## Instructions for the task:
Without changing a character, output all of the records.

[Stored data entries]
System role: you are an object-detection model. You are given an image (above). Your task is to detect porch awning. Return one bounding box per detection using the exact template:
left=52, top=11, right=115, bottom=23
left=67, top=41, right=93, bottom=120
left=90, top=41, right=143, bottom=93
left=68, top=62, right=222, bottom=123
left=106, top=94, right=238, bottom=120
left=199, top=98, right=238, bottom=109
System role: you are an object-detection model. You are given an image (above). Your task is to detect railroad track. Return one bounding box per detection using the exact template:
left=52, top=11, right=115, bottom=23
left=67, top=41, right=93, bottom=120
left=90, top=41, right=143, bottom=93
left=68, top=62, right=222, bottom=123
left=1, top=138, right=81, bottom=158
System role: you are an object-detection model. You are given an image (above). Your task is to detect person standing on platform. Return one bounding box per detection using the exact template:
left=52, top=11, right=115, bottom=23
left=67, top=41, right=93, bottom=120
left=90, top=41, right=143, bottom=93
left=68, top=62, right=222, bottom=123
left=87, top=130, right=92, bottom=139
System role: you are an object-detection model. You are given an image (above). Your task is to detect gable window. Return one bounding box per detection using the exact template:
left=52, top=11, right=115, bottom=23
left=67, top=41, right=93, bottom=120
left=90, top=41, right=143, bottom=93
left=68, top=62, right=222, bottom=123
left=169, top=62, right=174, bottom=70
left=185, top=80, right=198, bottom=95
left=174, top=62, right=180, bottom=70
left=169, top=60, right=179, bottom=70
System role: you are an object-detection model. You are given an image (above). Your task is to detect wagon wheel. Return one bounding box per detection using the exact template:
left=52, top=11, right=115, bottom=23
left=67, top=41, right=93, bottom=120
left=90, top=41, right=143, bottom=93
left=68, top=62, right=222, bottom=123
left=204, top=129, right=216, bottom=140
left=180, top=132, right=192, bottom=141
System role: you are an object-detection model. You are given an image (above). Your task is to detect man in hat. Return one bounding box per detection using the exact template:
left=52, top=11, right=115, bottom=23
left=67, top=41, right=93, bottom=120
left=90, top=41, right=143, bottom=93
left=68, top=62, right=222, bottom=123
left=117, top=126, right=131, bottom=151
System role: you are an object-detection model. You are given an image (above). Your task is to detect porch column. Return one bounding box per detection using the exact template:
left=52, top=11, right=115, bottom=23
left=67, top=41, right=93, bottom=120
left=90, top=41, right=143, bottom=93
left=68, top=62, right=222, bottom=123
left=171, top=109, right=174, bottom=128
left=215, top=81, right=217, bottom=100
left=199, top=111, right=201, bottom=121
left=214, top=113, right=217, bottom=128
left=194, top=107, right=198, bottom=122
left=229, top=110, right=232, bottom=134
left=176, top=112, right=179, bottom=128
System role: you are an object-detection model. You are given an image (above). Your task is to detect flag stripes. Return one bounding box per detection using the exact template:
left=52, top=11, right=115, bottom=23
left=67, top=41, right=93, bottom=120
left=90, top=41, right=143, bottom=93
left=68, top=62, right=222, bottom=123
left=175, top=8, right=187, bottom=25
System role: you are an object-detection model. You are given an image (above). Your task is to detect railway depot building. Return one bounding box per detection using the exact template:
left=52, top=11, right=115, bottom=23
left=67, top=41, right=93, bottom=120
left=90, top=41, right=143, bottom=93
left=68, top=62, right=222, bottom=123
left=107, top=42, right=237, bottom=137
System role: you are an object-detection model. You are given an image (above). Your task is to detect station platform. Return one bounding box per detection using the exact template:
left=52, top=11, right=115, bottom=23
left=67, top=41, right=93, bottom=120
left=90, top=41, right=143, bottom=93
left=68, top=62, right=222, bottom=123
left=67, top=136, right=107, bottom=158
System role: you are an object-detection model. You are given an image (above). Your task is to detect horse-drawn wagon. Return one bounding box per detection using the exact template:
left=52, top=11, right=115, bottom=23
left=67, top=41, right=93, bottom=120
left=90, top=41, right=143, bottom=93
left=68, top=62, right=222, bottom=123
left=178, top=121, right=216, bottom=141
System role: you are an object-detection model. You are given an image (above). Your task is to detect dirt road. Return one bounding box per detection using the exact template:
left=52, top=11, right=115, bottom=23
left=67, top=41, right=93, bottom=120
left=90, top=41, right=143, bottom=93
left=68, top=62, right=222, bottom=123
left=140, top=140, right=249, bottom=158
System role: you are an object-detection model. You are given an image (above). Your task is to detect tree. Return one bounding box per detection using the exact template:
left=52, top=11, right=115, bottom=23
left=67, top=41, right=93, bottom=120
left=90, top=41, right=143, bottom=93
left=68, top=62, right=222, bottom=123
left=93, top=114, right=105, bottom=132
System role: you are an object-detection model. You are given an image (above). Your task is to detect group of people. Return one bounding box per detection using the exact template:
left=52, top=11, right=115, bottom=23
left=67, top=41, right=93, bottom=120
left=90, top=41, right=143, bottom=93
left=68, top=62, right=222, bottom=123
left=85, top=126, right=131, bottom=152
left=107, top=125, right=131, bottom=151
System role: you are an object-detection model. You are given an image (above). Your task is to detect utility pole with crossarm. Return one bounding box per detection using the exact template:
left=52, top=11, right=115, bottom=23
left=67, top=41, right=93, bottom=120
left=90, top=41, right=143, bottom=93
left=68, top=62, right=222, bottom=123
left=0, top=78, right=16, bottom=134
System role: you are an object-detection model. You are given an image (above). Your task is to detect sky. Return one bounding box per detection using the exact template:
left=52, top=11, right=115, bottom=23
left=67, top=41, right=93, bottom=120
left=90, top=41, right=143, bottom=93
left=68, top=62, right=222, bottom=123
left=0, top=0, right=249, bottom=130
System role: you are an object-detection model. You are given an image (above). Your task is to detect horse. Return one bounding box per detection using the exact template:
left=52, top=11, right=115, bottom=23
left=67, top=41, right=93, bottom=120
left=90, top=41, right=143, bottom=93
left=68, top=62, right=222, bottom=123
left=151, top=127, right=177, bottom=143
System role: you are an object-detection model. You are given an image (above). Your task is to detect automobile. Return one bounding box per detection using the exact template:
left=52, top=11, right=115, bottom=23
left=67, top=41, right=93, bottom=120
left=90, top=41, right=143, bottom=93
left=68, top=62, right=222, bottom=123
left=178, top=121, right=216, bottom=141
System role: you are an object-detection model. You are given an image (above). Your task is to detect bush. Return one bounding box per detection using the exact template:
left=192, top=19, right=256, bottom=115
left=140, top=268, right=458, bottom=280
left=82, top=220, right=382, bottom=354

## Response:
System role: you are an object-detection model. You are given an image (above). Your task is to detect porch awning. Return one bounding box per detection using the exact template:
left=52, top=11, right=115, bottom=23
left=67, top=41, right=93, bottom=120
left=90, top=41, right=143, bottom=93
left=68, top=62, right=222, bottom=123
left=106, top=94, right=238, bottom=120
left=199, top=98, right=238, bottom=109
System role: you are an object-detection model. You are given an image (above). Your task is to detect railroad track. Return one bounding box per detection using the exact template:
left=52, top=11, right=115, bottom=23
left=67, top=41, right=93, bottom=120
left=90, top=41, right=143, bottom=93
left=68, top=62, right=222, bottom=123
left=1, top=138, right=81, bottom=158
System role: you are an object-detection model. You are given an image (above). Your task is to detect person standing on platform. Return one bounding box per detection using the exact template:
left=52, top=11, right=115, bottom=23
left=67, top=41, right=93, bottom=120
left=90, top=41, right=143, bottom=93
left=68, top=62, right=222, bottom=123
left=87, top=130, right=92, bottom=139
System role: you are an object-detection model. You are given an image (above). Your task is to detect gable window. Return one bounding box per detection using the exact template:
left=52, top=11, right=115, bottom=23
left=67, top=41, right=93, bottom=120
left=90, top=41, right=143, bottom=93
left=68, top=62, right=222, bottom=123
left=169, top=62, right=174, bottom=70
left=185, top=80, right=198, bottom=95
left=174, top=62, right=180, bottom=70
left=169, top=60, right=179, bottom=70
System role: you are an object-detection model. You are given an image (above). Your task is to detect wagon wheel. Return one bounding box per detection using the exact template:
left=52, top=11, right=115, bottom=23
left=67, top=41, right=93, bottom=120
left=90, top=41, right=143, bottom=93
left=68, top=62, right=222, bottom=123
left=204, top=129, right=216, bottom=140
left=180, top=132, right=192, bottom=141
System role: you are an object-detection model. You are given an image (above). Your task is to detect man in hat. Return one bounding box per detection using the exact template:
left=52, top=11, right=115, bottom=23
left=67, top=41, right=93, bottom=120
left=90, top=41, right=143, bottom=93
left=68, top=62, right=222, bottom=123
left=117, top=126, right=131, bottom=151
System role: you are an object-detection model. You are given an image (above). Your task is to detect porch column. Return one bounding box per detection using the exact template:
left=52, top=11, right=115, bottom=23
left=67, top=41, right=93, bottom=120
left=90, top=41, right=143, bottom=93
left=68, top=62, right=222, bottom=123
left=171, top=109, right=174, bottom=128
left=215, top=81, right=217, bottom=100
left=199, top=111, right=201, bottom=121
left=214, top=113, right=217, bottom=128
left=194, top=107, right=198, bottom=122
left=229, top=110, right=232, bottom=134
left=176, top=112, right=179, bottom=128
System role: you are an object-detection model. You are given an image (above). Your task is to detect flag stripes. Return one bounding box per detection using the exact template:
left=52, top=11, right=115, bottom=23
left=67, top=41, right=93, bottom=120
left=90, top=41, right=143, bottom=93
left=68, top=62, right=222, bottom=123
left=175, top=8, right=187, bottom=25
System role: you are an object-detection model. You are given an image (above). Your task is to detect railway depot building. Return one bounding box per detection using the exact template:
left=52, top=11, right=115, bottom=23
left=67, top=41, right=93, bottom=120
left=90, top=41, right=143, bottom=93
left=68, top=62, right=222, bottom=123
left=107, top=42, right=237, bottom=137
System role: you are an object-detection model. You are given an image (above). Your task is to detect station platform. Return one bounding box per detection using the exact template:
left=52, top=11, right=115, bottom=23
left=67, top=41, right=93, bottom=120
left=90, top=41, right=143, bottom=93
left=68, top=62, right=222, bottom=123
left=67, top=136, right=107, bottom=158
System role: you are an object-detection model. You are given an image (above). Your task is to detect horse-drawn wagon. Return one bounding box per detection using the exact template:
left=52, top=11, right=115, bottom=23
left=67, top=41, right=93, bottom=120
left=90, top=41, right=143, bottom=93
left=68, top=62, right=222, bottom=123
left=178, top=121, right=216, bottom=141
System role: you are an object-detection model. You are given an image (above). Your task is to detect dirt road. Return one bounding box per detection using the exact template:
left=52, top=11, right=115, bottom=23
left=67, top=41, right=93, bottom=120
left=90, top=41, right=143, bottom=93
left=68, top=62, right=222, bottom=123
left=140, top=140, right=249, bottom=158
System role: you are an object-detection model. You are given an image (above). Your task is to detect tree. Return one bounding box per detection using the exact template:
left=52, top=11, right=115, bottom=23
left=67, top=41, right=93, bottom=120
left=90, top=41, right=143, bottom=93
left=68, top=62, right=222, bottom=123
left=93, top=114, right=105, bottom=132
System role: you are an object-detection model. You are given an image (above). Your task is to detect group of people. Return one bounding box per detection using the exact template:
left=52, top=11, right=115, bottom=23
left=67, top=41, right=93, bottom=120
left=90, top=41, right=143, bottom=93
left=68, top=62, right=222, bottom=123
left=85, top=126, right=131, bottom=152
left=107, top=125, right=131, bottom=151
System role: you are an object-detection model. You are given an image (above). Your task is to detect utility pole with crossarm. Return one bounding box per detection using the exact template:
left=52, top=11, right=115, bottom=23
left=67, top=41, right=93, bottom=120
left=90, top=41, right=143, bottom=93
left=68, top=62, right=222, bottom=123
left=0, top=78, right=16, bottom=134
System role: you are an object-detection model. You are given an image (above). Your task is to detect sky. Return one bounding box per detection using the exact template:
left=52, top=11, right=115, bottom=23
left=67, top=41, right=93, bottom=120
left=90, top=41, right=143, bottom=93
left=68, top=62, right=222, bottom=123
left=0, top=0, right=249, bottom=130
System role: you are an object-detection model. You are given an image (above). Your task is to detect horse. Return one bounding box per detection using the exact template:
left=52, top=11, right=115, bottom=23
left=67, top=41, right=93, bottom=120
left=90, top=41, right=143, bottom=93
left=68, top=62, right=222, bottom=123
left=151, top=127, right=177, bottom=143
System role: you are an object-detection model. You are given an image (above). Your task is to detect automobile. Return one bounding box per detection using the exact template:
left=52, top=11, right=115, bottom=23
left=67, top=41, right=93, bottom=120
left=90, top=41, right=143, bottom=93
left=68, top=62, right=222, bottom=123
left=178, top=121, right=216, bottom=141
System role: you are an object-detection model. You are given an image (above). Your task is to detect bush. Return one bounding box per detection using the exact template:
left=192, top=19, right=256, bottom=115
left=140, top=268, right=458, bottom=280
left=82, top=220, right=382, bottom=354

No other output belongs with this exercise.